DOCUMENT SEGMENT.

┏━━

But when it was all over, when Liberation Day came, the combines were split apart for good. Each man went his separate way, returning to his country and his family, to pick up with life as though his eighty-six day struggle for survival was all a bad dream. Laurie Newbold wrote:

I never saw you again after the day we were liberated. I understand that nearly all your boys stopped the first night at Boizenburg but most of the RAF went straight on to Luneburg & I got there that night. From there I went to Emsdetten near Holland & then flew to England in a Lanc [possible abbreviation for Lancaster bomber].

Well George I expect I could write all night about the past but most of that’s best forgotten, don’t you think.

Is the past and that piece of history best forgotten? When I read pages from Joe O’Donnell’s Shoe Leather Express and read Laurie Newbold’s letter, their words trouble me. They unsettle me. It disturbs me deeply to know these things that my father endured. Things that he himself could not or would not tell me. I understand, at least I think I do, why he wouldn’t divulge these things. I was too young. I was too innocent. He did not want to burden me or anyone else with this horrible knowledge.

My father was right in not telling me. I should not know these things because as I’ve learned, now that I know them, I cannot un-know them. They rattle around in my head and pop to the surface at unexpected moments. These things that were a part of him, they are now a part of me. Not to the extent they were for him, of course, because he actually lived them and I only learned them. I cannot imagine the way the horrific memories crashed upon his shore of existence every single moment of every single day of the remainder of his life.

┗━━

WORK INSTRUCTIONS.
(a) Please judge whether each statement agrees with the Liberation Day passage, answering yes or no and quoting the words that decide it: (i) Laurie Newbold flew to England after going to Emsdetten; (ii) the writer's father told the writer about what he endured; (iii) most of the RAF stopped the first night at Boizenburg.
(b) Render this sentence from the Liberation Day passage in Spanish: "They rattle around in my head and pop to the surface at unexpected moments."

DATA EXTRACT.
┏━━

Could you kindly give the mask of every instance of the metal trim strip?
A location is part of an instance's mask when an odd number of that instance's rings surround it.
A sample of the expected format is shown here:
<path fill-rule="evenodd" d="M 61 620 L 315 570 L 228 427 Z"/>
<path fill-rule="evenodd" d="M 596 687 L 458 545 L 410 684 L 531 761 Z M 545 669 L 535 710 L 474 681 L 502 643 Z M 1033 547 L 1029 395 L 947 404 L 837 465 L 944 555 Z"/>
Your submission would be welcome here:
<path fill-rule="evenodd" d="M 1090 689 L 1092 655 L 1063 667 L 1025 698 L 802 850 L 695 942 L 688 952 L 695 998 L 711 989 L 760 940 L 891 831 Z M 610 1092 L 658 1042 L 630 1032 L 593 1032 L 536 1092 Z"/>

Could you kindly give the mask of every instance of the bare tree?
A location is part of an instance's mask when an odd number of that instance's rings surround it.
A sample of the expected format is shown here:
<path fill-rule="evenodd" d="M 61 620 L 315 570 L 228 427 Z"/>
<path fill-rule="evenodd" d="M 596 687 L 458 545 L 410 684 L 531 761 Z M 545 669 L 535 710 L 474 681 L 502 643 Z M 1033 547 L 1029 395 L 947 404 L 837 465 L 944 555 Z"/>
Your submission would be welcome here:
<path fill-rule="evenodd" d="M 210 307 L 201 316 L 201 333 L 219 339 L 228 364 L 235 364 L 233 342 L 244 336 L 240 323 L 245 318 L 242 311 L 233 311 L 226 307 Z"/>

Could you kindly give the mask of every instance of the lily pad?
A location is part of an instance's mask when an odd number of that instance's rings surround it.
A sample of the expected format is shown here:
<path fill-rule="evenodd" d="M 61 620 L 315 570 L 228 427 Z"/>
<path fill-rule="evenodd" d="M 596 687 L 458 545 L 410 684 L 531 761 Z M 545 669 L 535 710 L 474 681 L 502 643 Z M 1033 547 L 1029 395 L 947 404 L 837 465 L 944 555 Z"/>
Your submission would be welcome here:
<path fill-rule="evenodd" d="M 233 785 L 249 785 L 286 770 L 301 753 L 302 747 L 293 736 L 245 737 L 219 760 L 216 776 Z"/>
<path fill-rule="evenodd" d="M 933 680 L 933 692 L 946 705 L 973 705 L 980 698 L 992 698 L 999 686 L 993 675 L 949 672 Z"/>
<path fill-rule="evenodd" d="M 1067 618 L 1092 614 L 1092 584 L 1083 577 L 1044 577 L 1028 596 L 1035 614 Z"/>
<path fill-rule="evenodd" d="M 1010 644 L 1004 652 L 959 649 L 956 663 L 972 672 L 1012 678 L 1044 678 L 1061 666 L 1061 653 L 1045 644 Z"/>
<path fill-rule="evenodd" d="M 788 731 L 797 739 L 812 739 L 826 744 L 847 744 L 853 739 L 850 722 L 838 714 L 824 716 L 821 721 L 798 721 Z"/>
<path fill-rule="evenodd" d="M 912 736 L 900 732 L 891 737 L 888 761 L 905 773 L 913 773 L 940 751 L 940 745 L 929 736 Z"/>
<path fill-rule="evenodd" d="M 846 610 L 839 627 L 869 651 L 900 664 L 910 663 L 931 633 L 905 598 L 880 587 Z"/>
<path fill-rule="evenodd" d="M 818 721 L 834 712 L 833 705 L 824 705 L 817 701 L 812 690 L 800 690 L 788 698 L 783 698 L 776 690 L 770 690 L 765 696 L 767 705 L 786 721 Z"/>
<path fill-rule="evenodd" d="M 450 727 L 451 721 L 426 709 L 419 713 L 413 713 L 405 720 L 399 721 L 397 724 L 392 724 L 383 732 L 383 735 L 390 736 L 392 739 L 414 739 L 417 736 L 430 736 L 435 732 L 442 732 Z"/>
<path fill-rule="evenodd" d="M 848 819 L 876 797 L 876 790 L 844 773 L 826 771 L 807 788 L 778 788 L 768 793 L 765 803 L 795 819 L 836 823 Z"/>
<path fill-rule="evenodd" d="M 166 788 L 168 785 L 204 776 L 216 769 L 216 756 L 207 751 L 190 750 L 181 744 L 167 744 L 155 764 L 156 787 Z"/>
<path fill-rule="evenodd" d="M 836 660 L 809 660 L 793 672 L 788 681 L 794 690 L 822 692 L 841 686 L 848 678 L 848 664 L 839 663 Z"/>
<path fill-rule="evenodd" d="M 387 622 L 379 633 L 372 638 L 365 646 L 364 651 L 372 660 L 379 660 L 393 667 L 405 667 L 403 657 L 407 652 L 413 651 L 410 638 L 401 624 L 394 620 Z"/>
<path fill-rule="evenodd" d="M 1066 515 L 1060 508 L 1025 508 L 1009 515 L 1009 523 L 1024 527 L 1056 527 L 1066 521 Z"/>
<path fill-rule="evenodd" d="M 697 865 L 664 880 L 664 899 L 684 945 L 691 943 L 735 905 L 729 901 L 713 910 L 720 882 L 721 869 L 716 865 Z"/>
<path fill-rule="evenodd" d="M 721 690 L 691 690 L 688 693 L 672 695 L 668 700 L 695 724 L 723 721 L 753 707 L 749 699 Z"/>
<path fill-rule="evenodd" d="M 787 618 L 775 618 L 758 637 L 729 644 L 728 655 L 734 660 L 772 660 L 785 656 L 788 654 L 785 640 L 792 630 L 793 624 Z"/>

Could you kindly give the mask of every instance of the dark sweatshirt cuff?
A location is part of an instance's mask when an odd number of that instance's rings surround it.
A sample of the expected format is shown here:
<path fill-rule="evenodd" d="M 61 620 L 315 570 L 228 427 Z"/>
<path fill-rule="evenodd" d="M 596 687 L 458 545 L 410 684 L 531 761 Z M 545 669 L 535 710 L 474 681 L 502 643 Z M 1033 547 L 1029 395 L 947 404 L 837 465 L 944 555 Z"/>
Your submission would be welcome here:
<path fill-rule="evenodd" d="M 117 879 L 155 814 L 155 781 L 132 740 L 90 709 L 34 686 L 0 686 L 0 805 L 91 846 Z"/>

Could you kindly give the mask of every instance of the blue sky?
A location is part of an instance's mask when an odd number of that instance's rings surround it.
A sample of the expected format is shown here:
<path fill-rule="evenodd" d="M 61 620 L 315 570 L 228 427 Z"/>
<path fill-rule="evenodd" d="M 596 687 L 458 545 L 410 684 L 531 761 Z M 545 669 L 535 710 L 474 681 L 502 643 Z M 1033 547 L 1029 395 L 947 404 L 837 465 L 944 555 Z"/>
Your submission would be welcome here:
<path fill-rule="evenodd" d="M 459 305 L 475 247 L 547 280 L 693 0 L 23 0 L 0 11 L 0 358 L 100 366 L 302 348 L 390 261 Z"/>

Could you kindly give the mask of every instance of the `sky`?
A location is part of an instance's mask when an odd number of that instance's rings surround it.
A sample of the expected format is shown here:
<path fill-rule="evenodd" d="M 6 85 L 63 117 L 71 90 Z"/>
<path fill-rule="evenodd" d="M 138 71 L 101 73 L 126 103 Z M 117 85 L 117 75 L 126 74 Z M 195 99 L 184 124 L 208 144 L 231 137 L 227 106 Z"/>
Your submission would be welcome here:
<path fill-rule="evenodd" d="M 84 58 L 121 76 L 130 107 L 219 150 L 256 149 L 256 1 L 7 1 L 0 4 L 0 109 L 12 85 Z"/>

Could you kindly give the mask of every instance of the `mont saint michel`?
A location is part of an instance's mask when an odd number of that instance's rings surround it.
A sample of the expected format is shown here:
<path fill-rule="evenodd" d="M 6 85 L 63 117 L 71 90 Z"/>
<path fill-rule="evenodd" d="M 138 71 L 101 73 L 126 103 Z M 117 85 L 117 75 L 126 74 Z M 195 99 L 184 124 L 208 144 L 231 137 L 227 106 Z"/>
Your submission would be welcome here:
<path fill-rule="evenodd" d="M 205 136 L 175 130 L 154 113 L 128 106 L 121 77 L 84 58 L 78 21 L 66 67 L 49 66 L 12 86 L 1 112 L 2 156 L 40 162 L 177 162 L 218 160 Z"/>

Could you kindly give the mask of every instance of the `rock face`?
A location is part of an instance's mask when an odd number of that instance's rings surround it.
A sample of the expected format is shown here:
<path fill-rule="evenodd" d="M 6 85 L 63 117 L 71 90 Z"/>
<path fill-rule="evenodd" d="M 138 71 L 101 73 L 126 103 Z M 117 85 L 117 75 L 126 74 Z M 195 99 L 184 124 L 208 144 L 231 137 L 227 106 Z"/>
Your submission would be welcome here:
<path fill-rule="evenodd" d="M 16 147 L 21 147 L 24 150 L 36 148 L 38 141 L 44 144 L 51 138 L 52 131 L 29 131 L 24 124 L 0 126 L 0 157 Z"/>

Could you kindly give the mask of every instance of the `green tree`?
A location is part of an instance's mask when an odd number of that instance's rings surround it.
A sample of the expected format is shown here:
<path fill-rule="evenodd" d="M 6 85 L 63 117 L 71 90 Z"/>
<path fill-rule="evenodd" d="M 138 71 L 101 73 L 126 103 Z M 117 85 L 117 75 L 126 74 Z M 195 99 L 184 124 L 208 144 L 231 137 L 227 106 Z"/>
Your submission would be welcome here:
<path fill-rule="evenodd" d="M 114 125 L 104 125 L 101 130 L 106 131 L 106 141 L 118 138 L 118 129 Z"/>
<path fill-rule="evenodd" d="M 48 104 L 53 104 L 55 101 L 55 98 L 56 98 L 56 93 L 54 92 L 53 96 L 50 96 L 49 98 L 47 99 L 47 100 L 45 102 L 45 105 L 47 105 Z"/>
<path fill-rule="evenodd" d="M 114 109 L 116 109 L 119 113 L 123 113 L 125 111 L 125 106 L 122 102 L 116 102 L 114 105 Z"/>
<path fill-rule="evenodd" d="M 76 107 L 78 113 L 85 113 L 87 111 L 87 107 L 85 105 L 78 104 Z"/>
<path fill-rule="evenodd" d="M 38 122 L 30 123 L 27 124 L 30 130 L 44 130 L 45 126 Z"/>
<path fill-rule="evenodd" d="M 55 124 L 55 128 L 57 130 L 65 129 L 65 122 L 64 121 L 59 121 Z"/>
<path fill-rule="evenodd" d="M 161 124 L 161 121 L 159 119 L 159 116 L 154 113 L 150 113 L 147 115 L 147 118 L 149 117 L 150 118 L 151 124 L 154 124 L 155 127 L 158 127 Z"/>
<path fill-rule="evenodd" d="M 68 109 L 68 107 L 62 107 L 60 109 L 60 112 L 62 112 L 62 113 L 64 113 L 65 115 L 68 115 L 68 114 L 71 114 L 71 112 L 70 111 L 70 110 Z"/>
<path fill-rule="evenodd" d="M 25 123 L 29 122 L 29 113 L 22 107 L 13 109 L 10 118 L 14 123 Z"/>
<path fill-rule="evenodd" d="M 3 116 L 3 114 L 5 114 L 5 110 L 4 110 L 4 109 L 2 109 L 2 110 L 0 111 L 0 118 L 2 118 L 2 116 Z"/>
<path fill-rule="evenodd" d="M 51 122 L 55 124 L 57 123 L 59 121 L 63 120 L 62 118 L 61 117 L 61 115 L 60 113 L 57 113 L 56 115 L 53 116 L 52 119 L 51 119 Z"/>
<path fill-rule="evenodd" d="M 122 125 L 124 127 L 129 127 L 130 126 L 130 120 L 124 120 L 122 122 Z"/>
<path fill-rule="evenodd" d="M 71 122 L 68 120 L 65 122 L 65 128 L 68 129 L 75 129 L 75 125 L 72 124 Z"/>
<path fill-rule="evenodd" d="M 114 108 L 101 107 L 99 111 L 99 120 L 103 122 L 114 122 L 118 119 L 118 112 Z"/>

┗━━

THE ANSWERS.
(a)
(i) Yes: "From there I went to Emsdetten near Holland & then flew to England in a Lanc"
(ii) No: "Things that he himself could not or would not tell me."
(iii) No: "most of the RAF went straight on to Luneburg"

(b) Me dan vueltas en la cabeza y salen a la superficie en momentos inesperados.